Z Markiem Karpińskim studiowałem na warszawskiej Polonistyce w latach 70.
Jakuba poznałem w rozmowach w Paryżu, w ich wspólnym mieszkaniu z Ireną
Lasotą. Wojtka Karpińskiego znałem z lektur, i gdzieś mimochodem odbywanych
większych spotkań.
Ale pamiętam do dziś, jakie wrażenie wywarły na nas, studentach Uniwersytetu,
„Sylwetki polityczne XIX wieku” Karpińskiego i Marcina Króla wydane w 1974 roku,
wcześniej publikowane w „Tygodniku Powszechnym”. To był smak prawdziwie
opowiadanej historii i prawdziwie, mądrze opowiadanej polityki. To był smak
rodzącej się wówczas w Polsce szkoły historii idei. Już po 1989 roku, książka ta
miała uaktualnioną wersję, jej podtytuł brzmiał: „Od Mochnackiego do
Piłsudskiego”. To wolność zrodzona z „Solidarności” przyniosła możliwość
otwartego pisania o Piłsudskim.
W stanie wojennym wyszedł „Cień Metternicha”, oddany do składania w grudniu
1981 roku, co nie przeszkodziło „Trybunie Ludu” z 17 grudnia umieścić nazwisko
Wojtka Karpińskiego ( będącego wówczas w Stanach) na liście przeznaczonych do
internowania wrogów. W wydanej w podziemiu w 1984 roku książce, Michnik pisze
z więzienia o Metternichu i Tocqueville’u, o esejach z książki Karpińskiego.

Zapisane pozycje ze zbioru

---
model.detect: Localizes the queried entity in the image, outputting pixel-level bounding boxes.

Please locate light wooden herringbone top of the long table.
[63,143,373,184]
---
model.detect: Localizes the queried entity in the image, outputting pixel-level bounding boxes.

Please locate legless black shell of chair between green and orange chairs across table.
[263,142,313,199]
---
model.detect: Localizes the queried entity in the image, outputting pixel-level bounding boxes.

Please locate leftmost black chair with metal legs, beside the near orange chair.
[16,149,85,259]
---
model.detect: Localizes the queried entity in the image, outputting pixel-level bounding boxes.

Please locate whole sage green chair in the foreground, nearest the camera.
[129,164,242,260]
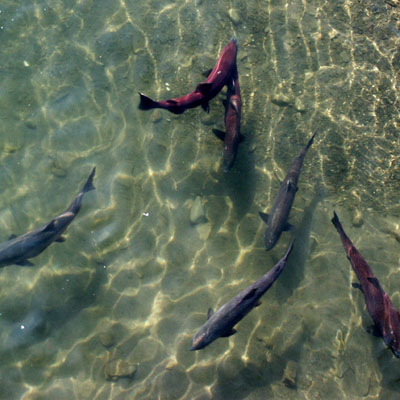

## OPIS ZADANIA
Przepisz bez żadnych zmian część wspomnienia o Karpińskich od słów „Z Markiem Karpińskim” do słów „pisania o Piłsudskim.” włącznie.

## ODPOWIEDŹ
Z Markiem Karpińskim studiowałem na warszawskiej Polonistyce w latach 70.
Jakuba poznałem w rozmowach w Paryżu, w ich wspólnym mieszkaniu z Ireną
Lasotą. Wojtka Karpińskiego znałem z lektur, i gdzieś mimochodem odbywanych
większych spotkań.
Ale pamiętam do dziś, jakie wrażenie wywarły na nas, studentach Uniwersytetu,
„Sylwetki polityczne XIX wieku” Karpińskiego i Marcina Króla wydane w 1974 roku,
wcześniej publikowane w „Tygodniku Powszechnym”. To był smak prawdziwie
opowiadanej historii i prawdziwie, mądrze opowiadanej polityki. To był smak
rodzącej się wówczas w Polsce szkoły historii idei. Już po 1989 roku, książka ta
miała uaktualnioną wersję, jej podtytuł brzmiał: „Od Mochnackiego do
Piłsudskiego”. To wolność zrodzona z „Solidarności” przyniosła możliwość
otwartego pisania o Piłsudskim.